▶ **SOURCE TEXT**:
Weak Q3 data likely to drag stocks further
MUMBAI: Bond yields, geopolitical tensions and news around the US stimulus programme are expected to keep Indian stocks volatile, even as the economy makes an uneven recovery from the pits of a recession.
On Friday, Indian shares plunged nearly 4%, their sharpest drop in 10 months, as a spike in US government bond yields walloped stocks worldwide.
After two quarters of contraction, India’s real GDP grew 0.4% in the December quarter, but analysts said the lower-than-expected nominal GDP growth has heightened the threat of a sovereign downgrade. Weak GDP growth in a quarter of strong corporate earnings, goods and services tax (GST) collections and high-frequency indicators data also indicate that the informal sector is yet to emerge from Covid shock, they said.
“Nominal GDP growth at 5.3% in Q3FY21 may increase the risk in a sovereign downgrade by global rating agencies. As the unorganised and informal sector is still struggling, it will take some more time for a full recovery of the Indian economy. However, the rise in US bond yields may see foreign institutional investors (FIIS) dumping Indian debt instruments, which will weaken the Indian currency. These may not augur well for the Indian markets and, hence, we anticipate further corrections for some more time,” said Deepak Jasani, retail research head of HDFC Securities.
India’s services sector contracted 1% in the December quarter, with only financial, real estate and professional services performing better. Sectors such as education, hotels, restaurants and travel and tourism, which are yet to open up fully, may suffer due to sporadic lockdowns, experts said.

▶ **SUPPLIED DATA**:

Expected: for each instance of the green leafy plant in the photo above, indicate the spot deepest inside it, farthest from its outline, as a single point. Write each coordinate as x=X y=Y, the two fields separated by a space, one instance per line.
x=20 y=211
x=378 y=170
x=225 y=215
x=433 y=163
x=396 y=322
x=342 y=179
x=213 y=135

▶ **WORK INSTRUCTION 1**:
Render this sentence from the article on Indian stocks into Spanish: "On Friday, Indian shares plunged nearly 4%, their sharpest drop in 10 months, as a spike in US government bond yields walloped stocks worldwide."
▶ **WORK INSTRUCTION 2**:
Take the article on Indian stocks further, picking up after its final paragraph.

▶ **ANSWER 1**:
El viernes, las acciones indias se desplomaron casi un 4 %, su mayor caída en 10 meses, ya que un repunte en los rendimientos de los bonos del gobierno de EE. UU. golpeó a las bolsas de todo el mundo.

▶ **ANSWER 2**:
The contraction in private and government consumption has raised worries as well. “Consumption expenditure, however, was a laggard (down 2.2% yearon-year) in Q3FY21, led by a contraction in both personal and government consumption. The 1.1 percentage points contribution by discrepancies to GDP in 3QFY21 is the highest in FY21 so far,” said analysts at Motilal Oswal Financial Services.
Despite the festive season pick-up, private final consumption expenditure continued to contract, trailing the performance of investment and government spending, Aditi Nayar, principal economist, ICRA Ltd, said, adding that she expects consumption growth to strengthen only modestly in the near term.
Analysts said that for the market rally to continue, overall economic revival and sustaining corporate earnings is crucial. “From an equity market perspective, revival of economic growth and the impact of the same in terms of improvement in the corporate earnings trajectory would be one of the key variables to watch out for,” said Shibani Kurian, head of equity research, Kotak Mahindra Asset Management Co.